Task instructions
Give the entries again exactly, every one of them.

Stored data
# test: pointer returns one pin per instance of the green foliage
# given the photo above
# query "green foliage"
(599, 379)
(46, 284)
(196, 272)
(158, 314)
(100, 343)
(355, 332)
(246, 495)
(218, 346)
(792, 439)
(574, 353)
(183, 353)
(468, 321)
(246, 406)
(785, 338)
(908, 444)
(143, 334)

Solution to this exercise
# test: pointer returns one pin per instance of the green foliage
# given the photo above
# query "green foliage"
(599, 379)
(46, 284)
(196, 272)
(158, 314)
(100, 343)
(355, 332)
(246, 495)
(218, 346)
(792, 439)
(574, 353)
(183, 353)
(468, 321)
(246, 406)
(785, 338)
(908, 444)
(143, 334)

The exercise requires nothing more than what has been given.